- Exercises
1. Please check each statement against the Patton scouting report and answer yes or no, quoting the words that decide it: (a) Louisiana Tech led the nation in scoring in 2012. (b) Louisiana Tech was the only school that recruited Patton. (c) Patton punted for the Red Ravens in 2009.
2. Carry on the Patton scouting report from its last sentence.

NFL COMPARISON Reggie Wayne
BOTTOM LINE A first-team All-WAC pick in 2011 and 2012, Patton accumulated 2,544 yards and 24 touchdowns in his career with the Bulldogs after transferring from Coffeyville Community College. He?s an acrobat along the sideline and a vertical stem threat much, but needs to improve attacking the ball when contested. In his two seasons starting, however, he has showing NFL teams paying close attention that he possesses the hands, route-running skills, and toughness to be a top-64 pick -? and, eventually, a very good starter.
Averaging 51.5 points per game to lead the nation in 2012, it goes without saying that Louisiana Tech featured an explosive offense. While then-head coach Sonny Dykes received plenty of credit (and deservedly so) for the Bulldogs’ gaudy production, his team featured one of the nation’s better quarterback-receiver combinations in seniors Colby Cameron and Patton.
Patton signed with Louisiana Tech after being named Team MVP and first-team all-conference as a wide receiver at Coffeyville Community College, a consistent producer of some of the country’s top junior college prospects. Patton, who also earned second-team all conference honors as a punt returner and even punted himself for the Red Ravens in 2009, caught 50 passes for 687 yards and four touchdowns in his redshirt sophomore season and was recruited by Troy and Minnesota, along with Louisiana Tech.
Once in the Western Athletic Conference, Patton exploded, earning first-team all-conference honors for the second consecutive year by catching 79 passes for 1,202 yards and 11 scores in 2012. Despite his production, Patton reportedly wasn’t highly ranked by NFL scouts entering his senior season but steadily boosted his grade throughout the campaign by proving his production was hardly a fluke, catching 104 passes for 1,392 yards and 13 touchdowns on his way to AP All-American recognition.

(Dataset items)

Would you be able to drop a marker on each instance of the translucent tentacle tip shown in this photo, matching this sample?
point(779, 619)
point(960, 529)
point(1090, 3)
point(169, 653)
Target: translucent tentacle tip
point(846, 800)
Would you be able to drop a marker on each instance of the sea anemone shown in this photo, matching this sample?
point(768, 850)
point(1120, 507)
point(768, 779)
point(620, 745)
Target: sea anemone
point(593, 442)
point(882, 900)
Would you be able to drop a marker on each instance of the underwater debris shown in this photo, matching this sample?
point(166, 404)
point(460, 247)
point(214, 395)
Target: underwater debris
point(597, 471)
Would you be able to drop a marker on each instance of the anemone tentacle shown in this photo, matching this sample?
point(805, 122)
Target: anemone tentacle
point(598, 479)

* * *

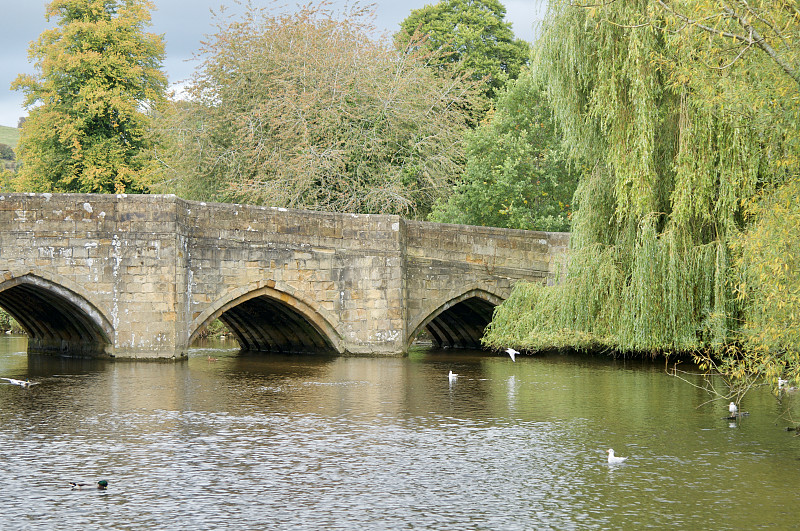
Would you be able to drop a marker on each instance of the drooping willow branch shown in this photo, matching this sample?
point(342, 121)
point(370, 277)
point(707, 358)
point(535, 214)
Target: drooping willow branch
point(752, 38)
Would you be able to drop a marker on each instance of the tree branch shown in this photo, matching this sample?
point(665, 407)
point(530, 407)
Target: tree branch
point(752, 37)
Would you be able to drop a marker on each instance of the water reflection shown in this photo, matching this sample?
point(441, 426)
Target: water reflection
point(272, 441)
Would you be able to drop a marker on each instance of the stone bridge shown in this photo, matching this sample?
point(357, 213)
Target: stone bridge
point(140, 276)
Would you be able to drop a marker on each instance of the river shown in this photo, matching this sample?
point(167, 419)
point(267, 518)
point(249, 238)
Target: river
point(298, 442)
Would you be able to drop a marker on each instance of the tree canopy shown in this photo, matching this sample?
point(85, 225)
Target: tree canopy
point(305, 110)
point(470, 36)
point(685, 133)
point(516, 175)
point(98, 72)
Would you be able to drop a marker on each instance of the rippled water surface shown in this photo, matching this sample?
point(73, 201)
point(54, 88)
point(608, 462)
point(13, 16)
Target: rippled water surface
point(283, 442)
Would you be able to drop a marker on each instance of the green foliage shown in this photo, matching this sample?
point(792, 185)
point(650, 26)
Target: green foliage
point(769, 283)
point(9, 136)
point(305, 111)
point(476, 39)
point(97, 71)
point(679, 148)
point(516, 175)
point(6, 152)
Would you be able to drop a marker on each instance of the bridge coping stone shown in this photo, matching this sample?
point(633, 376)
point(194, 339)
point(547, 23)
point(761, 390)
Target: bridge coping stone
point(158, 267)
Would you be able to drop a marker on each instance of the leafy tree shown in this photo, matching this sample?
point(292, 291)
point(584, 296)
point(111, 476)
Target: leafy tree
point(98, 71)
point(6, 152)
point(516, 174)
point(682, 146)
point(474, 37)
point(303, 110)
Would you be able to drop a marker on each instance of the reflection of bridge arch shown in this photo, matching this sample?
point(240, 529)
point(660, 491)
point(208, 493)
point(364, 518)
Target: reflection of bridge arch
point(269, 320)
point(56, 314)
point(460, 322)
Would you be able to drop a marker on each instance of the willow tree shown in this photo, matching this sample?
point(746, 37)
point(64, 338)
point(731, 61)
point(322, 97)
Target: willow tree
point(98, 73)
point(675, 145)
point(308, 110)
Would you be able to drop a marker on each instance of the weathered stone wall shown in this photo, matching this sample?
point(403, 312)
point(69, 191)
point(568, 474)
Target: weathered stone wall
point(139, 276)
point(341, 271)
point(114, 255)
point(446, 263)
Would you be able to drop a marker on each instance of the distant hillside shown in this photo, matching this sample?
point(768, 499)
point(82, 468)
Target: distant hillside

- Responses to the tasks
1.
(a) Yes: "Averaging 51.5 points per game to lead the nation in 2012"
(b) No: "was recruited by Troy and Minnesota, along with Louisiana Tech"
(c) Yes: "even punted himself for the Red Ravens in 2009"

2.
There is no denying Patton’s statistics were inflated by Dykes’ explosive offense, but the heady receiver’s reliable route-running, soft hands and deceptive speed would have made him a featured target in any scheme. With an impressive performance in all-star games and workouts, Patton could emerge as one of the top senior receiver prospects in the 2013 draft.
STRENGTHS: Possesses an athletic build with long arms. Quick accelerator who gobbles up the cushion. Shows good quickness, strength and competitiveness versus press coverage. Sets up the defender with a variety of releases, alternating his gait to keep his opponent off-balance. Consistently catches the ball with his hands, away from his body.
Experience as a punt returner is obvious once he gets the ball in his hands in the open field. Shows good vision to set up blocks and good shake to elude defenders one on one. May not possess elite breakaway speed but has the burst to turn a short pass into a long gain. Tracks the ball very well over his shoulder, showing excellent body control to keep his feet in bounds while securing the pass. Alert, competitive downfield blocker.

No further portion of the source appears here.